▶ [Aim of the task]: In the passage below on withdrawing a prosecution under Section 321 of Cr.P.C., which case reported in 1980 3 SCC 435 does the Division Bench cite?

▶ [Selected passage]:
####

While citing relevant case law, the Division Bench states in para 9 that, “The Hon’ble Apex Court in the case of Abdul Kareem and others vs. State of Karnataka reported in 2008 SCC 710 held that an application under Section 321 of Cr.P.C. could not be allowed only on the ground that the State Government has taken a decision for withdrawing the prosecution and such an order could not be passed after examining facts and circumstances of the case. Further, it has been held that what the court has to see as to whether the application has been made in good faith and in the interest of public policy and justice and not to thwart or stifle the process of law. The Court after considering the facts and circumstances of each case has to see whether the application suffers from improprieties or illegalities as would cause a manifest injustice if consent was given.”
While citing yet another relevant case law, the Division Bench observes in para 10 that, “In the case of Rajendra Kumar vs. State through Special Police (Establishment) reported in 1980 3 SCC 435, Hon’ble the Apex Court has held that it shall be duty of the Public Prosecutor to inform the grounds for withdrawal to the Court and it shall be duty of the Court to authorize a search of the reason, which prompt the Public Prosecutor to withdraw from the prosecution. The Court has a responsibility and a stake in the administration of criminal justice and so as to Public Prosecutor, its ‘Ministers of Justice’. Both have a duty to protect the administration of Criminal Justice against possible abuse or misuse by the Executive by resorting to the provisions of Section 321 of Cr.P.C. The independence of the judiciary requires that once the case has travelled to the Court, the Court and its officers alone must have control over the case and decide what is to be done in each case.”

####

▶ [Dataset extract]:
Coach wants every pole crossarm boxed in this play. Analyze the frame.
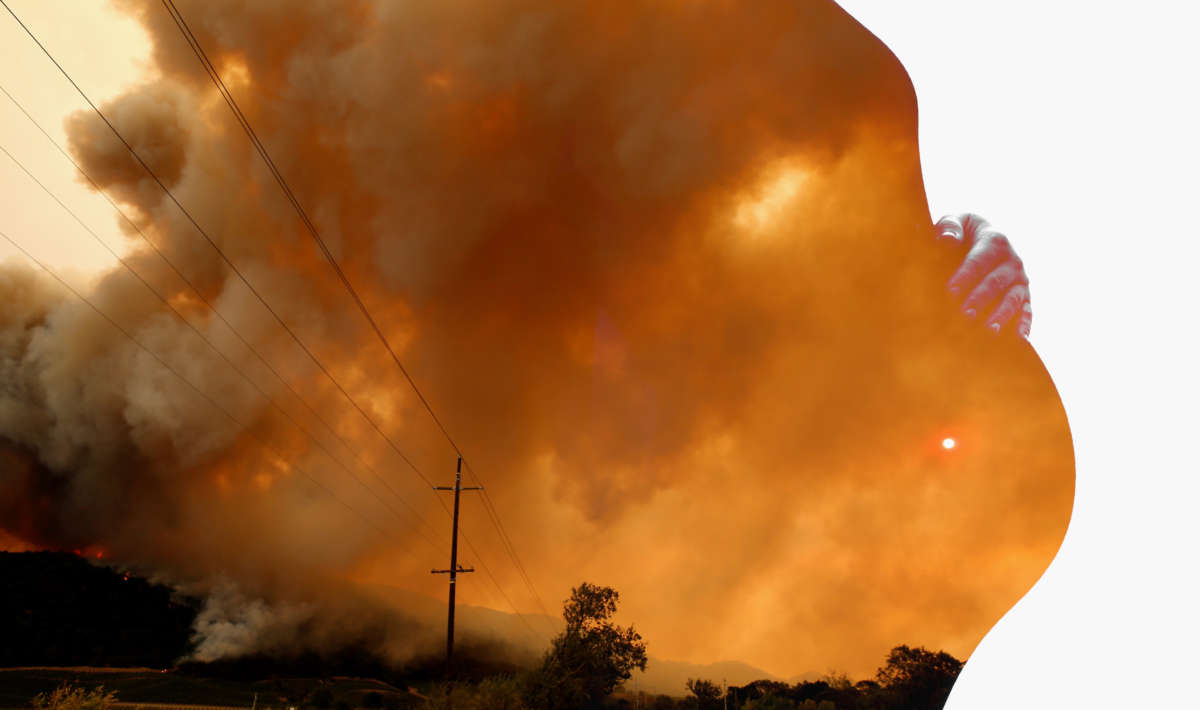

####

▶ [The reply]: Rajendra Kumar vs. State through Special Police (Establishment).